Goal of the exercise |
Exactly reproduce all the records, keeping pictures out of the copy.

Image-grounded pointing data:
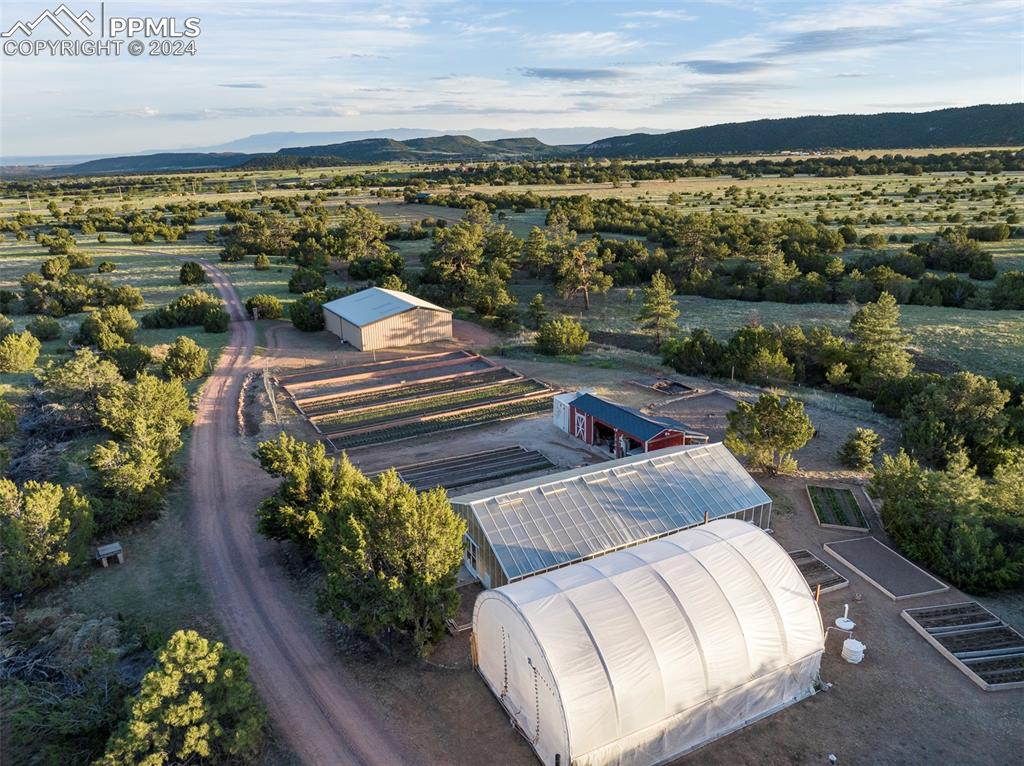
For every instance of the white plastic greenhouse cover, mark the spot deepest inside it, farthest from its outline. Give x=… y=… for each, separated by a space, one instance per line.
x=636 y=657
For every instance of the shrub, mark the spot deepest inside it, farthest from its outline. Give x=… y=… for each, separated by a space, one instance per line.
x=537 y=311
x=216 y=321
x=107 y=328
x=859 y=451
x=130 y=359
x=264 y=306
x=54 y=268
x=18 y=352
x=305 y=280
x=232 y=253
x=78 y=259
x=184 y=310
x=192 y=273
x=45 y=529
x=306 y=313
x=561 y=336
x=44 y=328
x=392 y=282
x=185 y=359
x=872 y=241
x=377 y=266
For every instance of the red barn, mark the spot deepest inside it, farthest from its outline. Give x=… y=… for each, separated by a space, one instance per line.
x=623 y=430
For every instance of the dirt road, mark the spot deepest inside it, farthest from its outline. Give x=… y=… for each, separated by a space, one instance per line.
x=325 y=716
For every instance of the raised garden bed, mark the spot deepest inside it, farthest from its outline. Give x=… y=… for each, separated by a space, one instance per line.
x=981 y=645
x=817 y=572
x=461 y=470
x=399 y=392
x=837 y=508
x=339 y=422
x=477 y=417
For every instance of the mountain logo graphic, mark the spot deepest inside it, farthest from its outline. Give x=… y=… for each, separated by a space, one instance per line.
x=54 y=16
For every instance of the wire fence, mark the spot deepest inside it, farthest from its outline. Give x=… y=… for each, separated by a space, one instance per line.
x=269 y=394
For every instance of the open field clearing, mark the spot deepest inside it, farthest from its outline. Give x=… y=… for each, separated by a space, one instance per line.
x=985 y=342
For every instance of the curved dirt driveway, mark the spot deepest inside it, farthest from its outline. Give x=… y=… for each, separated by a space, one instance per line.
x=326 y=718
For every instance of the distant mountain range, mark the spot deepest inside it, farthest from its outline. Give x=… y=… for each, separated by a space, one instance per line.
x=267 y=142
x=986 y=125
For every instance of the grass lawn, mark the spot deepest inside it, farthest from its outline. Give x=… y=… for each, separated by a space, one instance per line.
x=836 y=506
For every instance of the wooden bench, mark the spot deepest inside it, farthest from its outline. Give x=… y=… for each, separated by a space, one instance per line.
x=105 y=552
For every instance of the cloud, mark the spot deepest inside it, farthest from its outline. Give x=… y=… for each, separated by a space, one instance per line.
x=844 y=38
x=470 y=30
x=585 y=43
x=374 y=56
x=569 y=73
x=720 y=67
x=913 y=104
x=667 y=15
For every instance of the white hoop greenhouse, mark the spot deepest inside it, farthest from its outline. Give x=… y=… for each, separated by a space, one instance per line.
x=636 y=657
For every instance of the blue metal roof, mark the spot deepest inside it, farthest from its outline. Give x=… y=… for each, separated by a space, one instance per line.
x=633 y=422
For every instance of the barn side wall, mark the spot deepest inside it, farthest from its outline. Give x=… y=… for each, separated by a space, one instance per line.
x=408 y=329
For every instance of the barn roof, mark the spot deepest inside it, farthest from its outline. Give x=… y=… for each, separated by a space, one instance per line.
x=627 y=419
x=552 y=520
x=374 y=304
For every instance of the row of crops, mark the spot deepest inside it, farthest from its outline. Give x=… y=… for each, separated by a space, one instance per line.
x=477 y=417
x=411 y=391
x=837 y=506
x=348 y=420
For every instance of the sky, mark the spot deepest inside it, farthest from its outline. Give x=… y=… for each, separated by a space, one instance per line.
x=450 y=65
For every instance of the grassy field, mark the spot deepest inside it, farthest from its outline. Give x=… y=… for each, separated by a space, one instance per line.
x=986 y=342
x=161 y=582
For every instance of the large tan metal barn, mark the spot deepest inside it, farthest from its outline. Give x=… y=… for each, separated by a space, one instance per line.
x=377 y=317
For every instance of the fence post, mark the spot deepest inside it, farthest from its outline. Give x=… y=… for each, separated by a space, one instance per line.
x=269 y=394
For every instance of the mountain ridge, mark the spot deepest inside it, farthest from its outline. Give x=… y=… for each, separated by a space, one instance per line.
x=982 y=125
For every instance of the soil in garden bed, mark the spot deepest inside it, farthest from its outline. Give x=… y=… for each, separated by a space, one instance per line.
x=837 y=506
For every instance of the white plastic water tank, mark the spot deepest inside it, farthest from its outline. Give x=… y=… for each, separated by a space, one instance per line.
x=853 y=650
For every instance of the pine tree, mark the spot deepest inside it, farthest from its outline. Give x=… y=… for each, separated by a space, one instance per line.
x=537 y=311
x=580 y=272
x=537 y=253
x=196 y=706
x=658 y=311
x=880 y=342
x=769 y=431
x=390 y=556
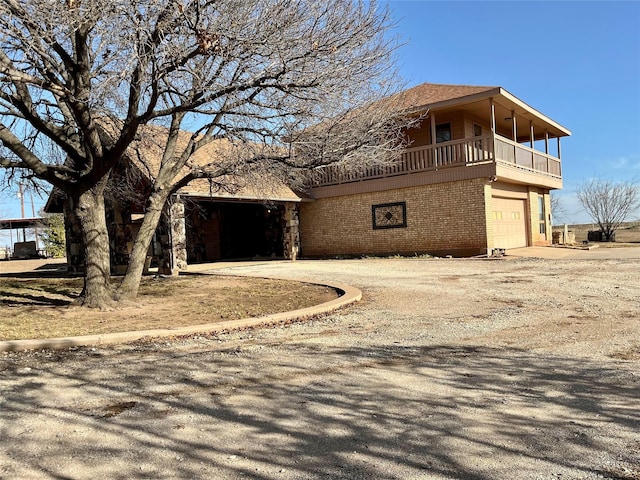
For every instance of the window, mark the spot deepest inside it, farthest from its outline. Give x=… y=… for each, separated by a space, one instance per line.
x=443 y=132
x=389 y=215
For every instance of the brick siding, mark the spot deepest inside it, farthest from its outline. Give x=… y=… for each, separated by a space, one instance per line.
x=445 y=218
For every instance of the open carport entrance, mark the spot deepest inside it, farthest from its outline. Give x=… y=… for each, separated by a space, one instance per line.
x=233 y=230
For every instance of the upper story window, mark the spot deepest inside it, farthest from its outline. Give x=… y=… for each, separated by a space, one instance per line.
x=443 y=132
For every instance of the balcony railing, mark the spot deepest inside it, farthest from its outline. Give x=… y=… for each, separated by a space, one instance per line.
x=458 y=153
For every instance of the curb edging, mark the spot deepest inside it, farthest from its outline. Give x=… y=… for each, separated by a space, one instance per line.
x=349 y=295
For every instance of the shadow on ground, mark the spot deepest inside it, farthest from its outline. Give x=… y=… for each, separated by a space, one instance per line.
x=298 y=412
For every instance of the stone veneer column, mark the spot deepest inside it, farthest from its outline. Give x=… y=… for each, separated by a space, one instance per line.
x=291 y=233
x=178 y=237
x=73 y=239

Result below |
For every instance of the white plastic greenhouse cover, mark the spot deepest inside it, farthest from its outline. Give x=… y=… for each, separated by a space, one instance per line.
x=636 y=657
For every instance of the shrub, mark the spot deepest inside it, farthest from its outline. Give x=… y=… for each, separated by a space, one instance per line.
x=537 y=311
x=216 y=321
x=107 y=328
x=859 y=451
x=130 y=359
x=264 y=306
x=54 y=268
x=18 y=352
x=305 y=280
x=232 y=253
x=78 y=259
x=184 y=310
x=192 y=273
x=45 y=529
x=306 y=313
x=561 y=336
x=44 y=328
x=392 y=282
x=185 y=359
x=872 y=241
x=377 y=266
For every instance of the red barn, mark the spot deepest inside it, farthest from its outline. Give x=… y=… for each, separated by a space, one instance per line.
x=623 y=430
For every instance of the dirt road, mark the spot deepest inside it, farthest from its outline. Give x=… y=… for each, separated by a space, one instance per line.
x=325 y=716
For every instance of the raised garden bed, mark the spot deepest inside it, farthest from its outline. Give x=… y=… for each, separated by a space, one instance per line.
x=981 y=645
x=817 y=572
x=461 y=470
x=399 y=392
x=837 y=508
x=339 y=422
x=477 y=417
For every instance of the mountain logo graphic, mark the spot deepest inside it, farthest from its outline. Give x=… y=… for each, separated by a space, one instance per line.
x=54 y=16
For every instance of the wire fence, mark the spot deepest inside it, farthest from its outline. Give x=… y=… for each, separated by a space, one instance per line.
x=269 y=394
For every instance of the open field clearing, mark the spot deepest inside it, farthest from its outline. Give x=… y=… for each, separated by a space, one instance per line.
x=985 y=342
For every instance of the curved dirt driveway, mark the spot deepest inside it, farthest from its outline. Give x=… y=… for each, separated by a space, one instance per line.
x=326 y=718
For every instance of the distant mountain range, mark the spot deepest inside it, farthest from its outline. Give x=… y=… for each, separated by a space, one instance per line.
x=267 y=142
x=986 y=125
For every instance of the grass lawn, mark the spot deepest inside it, farthest from its outline. Give x=… y=… for each, separated by a space, one instance per line.
x=836 y=506
For every instance of the wooden bench, mark the spot deepest inside it, farthest from its outline. Give x=… y=… for each, separated by a space, one instance per line.
x=105 y=552
For every instance of the cloud, mark the spot deepest inside it, farthest from its outline. Give x=… y=… for each, separated by a space, one instance per line.
x=844 y=38
x=470 y=30
x=585 y=43
x=374 y=56
x=569 y=73
x=720 y=67
x=913 y=104
x=667 y=15
For every instance of the white hoop greenhouse, mark the spot deepest inside it, farthest from its outline. Give x=… y=… for each, separated by a space, one instance per line.
x=636 y=657
For every instance of the blue metal roof, mark the spot deepest inside it, farthest from its outline. Give x=… y=… for each, separated by a space, one instance per line.
x=633 y=422
For every instance of the barn side wall, mark the spot deepest inside it, farthest from its outline. Give x=… y=… for each, separated by a space, one instance per line.
x=408 y=329
For every instance of the barn roof, mark the spot deepest inside it, farthest from its outline. Give x=… y=… for each, separated by a space, one instance per line.
x=627 y=419
x=552 y=520
x=374 y=304
For every instance of the row of crops, mark the spot deepest inside it, farthest from its outline. Give x=… y=… for each, separated by a space, one instance per line.
x=477 y=417
x=411 y=391
x=837 y=506
x=348 y=420
For every instance of the sky, mark the spot deepest inside it, farthest from its outline. Give x=… y=… for each, separated by a space, one instance per line.
x=450 y=65
For every instance of the grassy field, mark the spot deepest inside it, farthest from its outline. Give x=… y=… for each, separated by a space, one instance per line.
x=986 y=342
x=161 y=582
For every instance of the large tan metal barn, mark the spot deepest inside it, farthest from its outline. Give x=… y=… for each, separated by a space, one instance per line.
x=377 y=317
For every instance of the fence post, mark the spot deepest inside it, farthest from its outline. Give x=… y=… for each, separated by a space, one instance per line.
x=269 y=394
For every instance of the mountain ridge, mark the spot deepest inside it, farthest from its outline. Give x=… y=… for each, separated by a space, one instance per line.
x=982 y=125
For every instance of the soil in garden bed, mark the spot deepest inside it, farthest from its outline. Give x=… y=… for each, separated by a space, one instance per line.
x=837 y=506
For every instance of the white plastic water tank, mark the spot deepest inside it, farthest from its outline. Give x=… y=… for each, separated by a space, one instance per line.
x=853 y=650
For every instance of the pine tree, mark the spot deepest inside it, farthest from its outline. Give x=… y=… for each, separated by a space, one instance per line.
x=537 y=311
x=580 y=272
x=537 y=253
x=196 y=706
x=658 y=311
x=880 y=342
x=769 y=431
x=390 y=556
For every instance of the window, mark the spot deepest inside it, farthest from its outline. Give x=… y=… for each, separated by a space, one instance per line.
x=443 y=132
x=389 y=215
For every instance of the brick siding, mark the spot deepest inside it, farthest from its outline. Give x=… y=… for each, separated by a space, one instance per line.
x=445 y=218
For every instance of the open carport entrance, mark the spot deepest inside it, farthest from its outline. Give x=… y=… for each, separated by a space, one instance per line.
x=233 y=230
For every instance of the upper story window, mark the spot deepest inside it, farthest from its outline. Give x=… y=… for each, separated by a space, one instance per line.
x=443 y=132
For every instance of the balcony railing, mark the spot deepest inside it, farthest from its outline. Give x=… y=… for each, separated by a space, one instance per line.
x=458 y=153
For every instance of the curb edging, mark the spot deepest inside it, farthest from its outline. Give x=… y=… for each, separated by a space, one instance per line.
x=349 y=295
For every instance of the shadow on ground, mark the spot deepest inside it, farthest from its outline. Give x=… y=… for each, separated by a space, one instance per line.
x=298 y=412
For every instance of the stone veneer column, mark the spot deepest inside it, farthest from its outline. Give x=… y=… for each, separated by a space, one instance per line.
x=291 y=233
x=178 y=237
x=73 y=239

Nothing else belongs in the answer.